**SELECTED PASSAGE**:
BEGIN
"This is Sharon, my mother-in-law.
She taught me it’s important work to see someone for who they are and not what you expect.
When I first met my mother-in-law, I had a hard time understanding her thick southern Virginia accent. And she seemed a little bossy in that southern passive aggressive polite way. But I knew she was important to the love of my life, so I accepted her begrudgingly, as some of us do when family is forced on us.
After 7 years, I still don’t really know her.
When my wife got leukemia at 30, when they gave her a 10% chance to live, when our world was shattered and changed forever, Sharon very quietly and very firmly stepped into the role she was born for. She moved, with her dependent Vietnam vet husband, into our house and became my wife’s caretaker too.
Over a period of two years, she bought most of the groceries, cooked almost every meal, did most of the laundry and cleaning, drove both dependents to almost every one of the 300+ doctor appointments , sorted tens of thousands of pills, and made sure they were all taken on time at every hour, every day.
And she did this when she herself was diagnosed with cancer in the middle of caring for everyone else. When she was getting a mastectomy. When she is going through chemo.
She hums when she works. She talks to herself when there’s no one to listen, and she goes about every day with humility and grace.
I took this photo (seen above) before I left for work one day. She didn’t know I was there.
This, friends, is what greatness looks like in a quiet moment. Waiting on oatmeal to cook for her daughter for the 300th time since she got sick. Her hair was gone from her own chemo. She refused to quit caring against all odds.
Not everyone gets to have a real-world superhero in their lives. And for this I was filled with gratitude every day.
The real heroes don’t wear capes. Sometimes, they wear bathrobes in kitchens making oatmeal."
END
**PROBLEM SET**:
(a) In the tribute to Sharon, who did Sharon bring with her when she moved into the house?
(b) Set down the stretch of the tribute to Sharon from "When I first" through "forced on us.", word for word.
The lines that come next aren't needed for anything here.

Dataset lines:
BEGIN
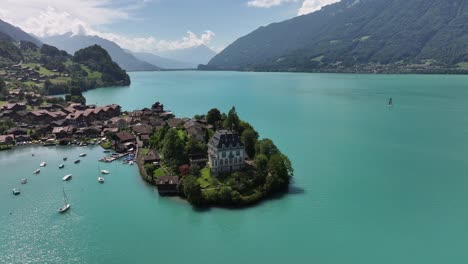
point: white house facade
(226, 152)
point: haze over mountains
(16, 33)
(358, 36)
(71, 43)
(188, 58)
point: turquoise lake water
(372, 184)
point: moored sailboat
(66, 205)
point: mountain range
(46, 69)
(192, 56)
(358, 36)
(188, 58)
(71, 43)
(16, 33)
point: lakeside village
(214, 159)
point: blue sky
(154, 25)
(227, 19)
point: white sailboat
(66, 205)
(67, 177)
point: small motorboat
(66, 205)
(64, 208)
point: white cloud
(309, 6)
(267, 3)
(55, 17)
(151, 44)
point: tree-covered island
(214, 159)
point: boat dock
(113, 157)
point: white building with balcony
(226, 152)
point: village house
(15, 107)
(174, 122)
(225, 152)
(167, 185)
(17, 131)
(7, 139)
(124, 141)
(63, 132)
(118, 122)
(109, 130)
(152, 157)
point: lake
(371, 185)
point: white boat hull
(64, 208)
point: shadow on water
(292, 190)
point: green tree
(213, 117)
(173, 149)
(261, 163)
(266, 147)
(225, 195)
(3, 90)
(249, 138)
(157, 138)
(195, 147)
(192, 190)
(232, 121)
(76, 91)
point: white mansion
(225, 152)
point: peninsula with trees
(213, 159)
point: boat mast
(65, 200)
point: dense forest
(270, 171)
(364, 35)
(51, 71)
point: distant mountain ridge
(71, 43)
(48, 70)
(192, 56)
(358, 36)
(162, 62)
(17, 33)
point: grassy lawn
(206, 180)
(318, 59)
(61, 80)
(463, 65)
(181, 134)
(42, 70)
(159, 172)
(144, 151)
(92, 74)
(107, 144)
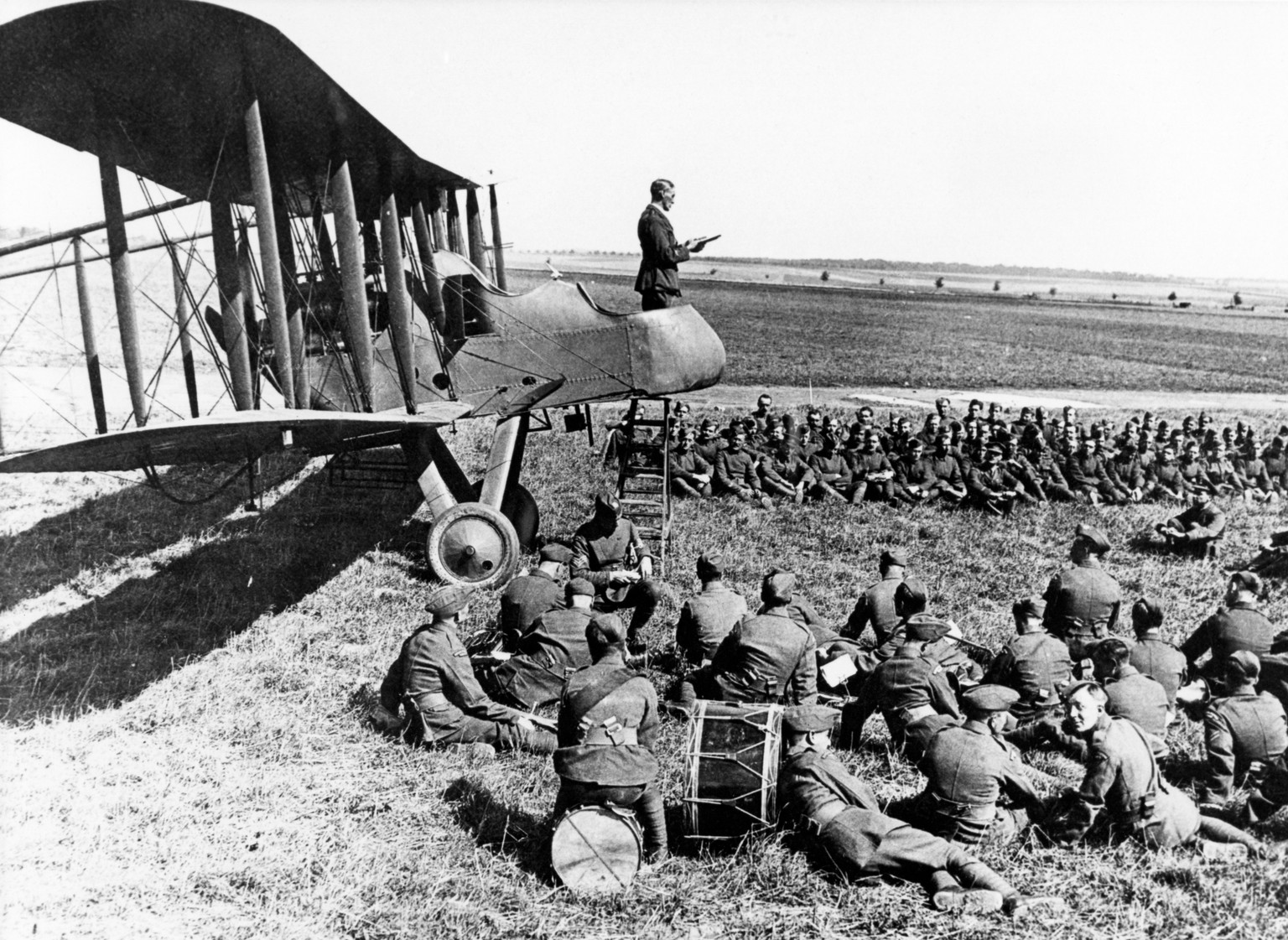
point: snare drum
(730, 771)
(596, 849)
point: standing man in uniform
(1083, 601)
(708, 617)
(658, 279)
(444, 704)
(969, 771)
(608, 553)
(607, 731)
(843, 818)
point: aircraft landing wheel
(471, 543)
(521, 509)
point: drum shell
(596, 849)
(730, 771)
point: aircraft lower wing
(232, 438)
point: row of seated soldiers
(1115, 699)
(987, 461)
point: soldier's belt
(824, 814)
(617, 737)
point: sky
(1141, 137)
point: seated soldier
(433, 680)
(1153, 654)
(841, 817)
(782, 470)
(610, 554)
(708, 617)
(1033, 663)
(874, 476)
(833, 476)
(553, 648)
(1246, 735)
(875, 605)
(764, 658)
(990, 487)
(1132, 694)
(911, 689)
(1238, 625)
(607, 731)
(1196, 531)
(969, 771)
(689, 473)
(735, 471)
(530, 595)
(1124, 791)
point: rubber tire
(486, 531)
(523, 512)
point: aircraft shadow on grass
(501, 828)
(127, 523)
(111, 649)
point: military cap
(894, 557)
(447, 600)
(778, 588)
(1073, 688)
(989, 699)
(804, 719)
(1246, 662)
(557, 552)
(1146, 613)
(1093, 538)
(579, 586)
(1028, 607)
(1246, 581)
(925, 627)
(711, 562)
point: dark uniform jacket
(1140, 699)
(907, 688)
(876, 607)
(1240, 729)
(706, 621)
(524, 599)
(596, 553)
(735, 471)
(766, 658)
(590, 720)
(1037, 666)
(1121, 781)
(969, 766)
(1239, 626)
(1083, 600)
(1161, 661)
(554, 647)
(662, 254)
(433, 673)
(1199, 522)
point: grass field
(184, 754)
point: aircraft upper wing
(244, 435)
(160, 88)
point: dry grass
(184, 754)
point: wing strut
(119, 249)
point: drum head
(596, 849)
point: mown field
(185, 755)
(827, 336)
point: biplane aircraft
(377, 332)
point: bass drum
(730, 771)
(596, 849)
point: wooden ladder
(644, 480)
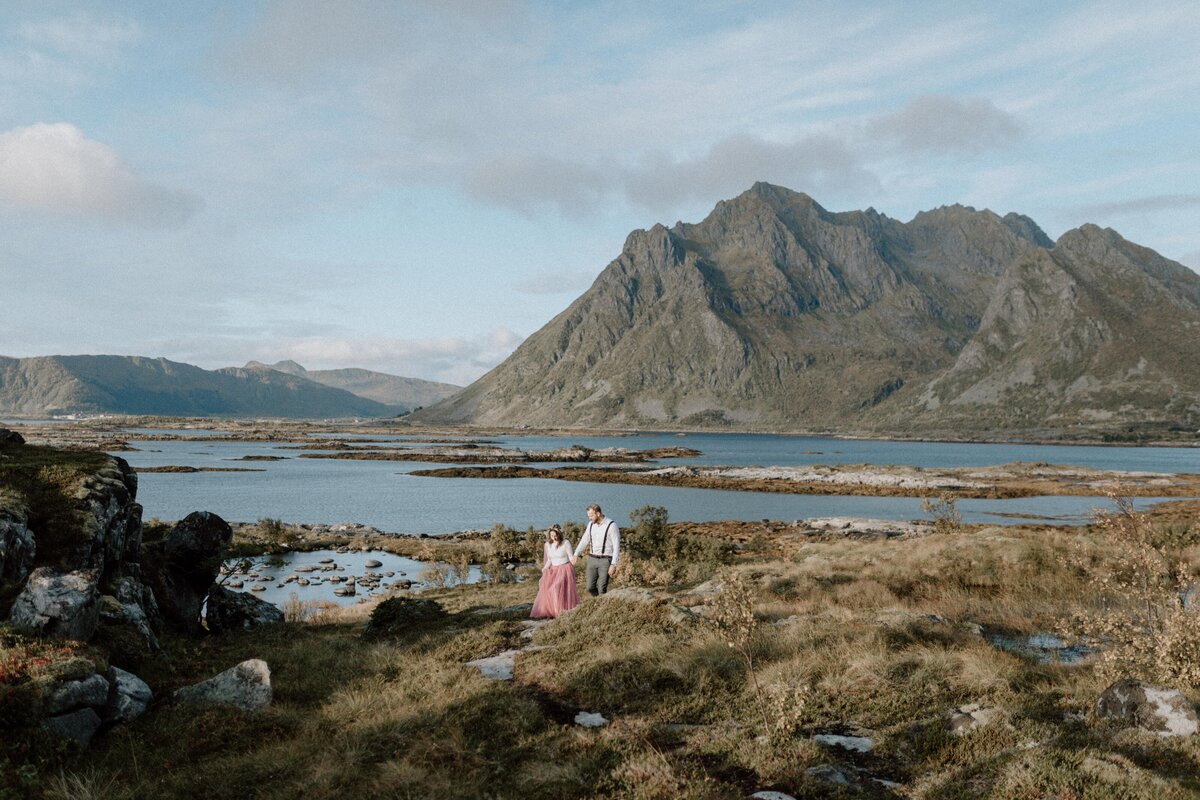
END
**SOLUTION LIST**:
(a) Her dependent Vietnam vet husband.

(b)
When I first met my mother-in-law, I had a hard time understanding her thick southern Virginia accent. And she seemed a little bossy in that southern passive aggressive polite way. But I knew she was important to the love of my life, so I accepted her begrudgingly, as some of us do when family is forced on us.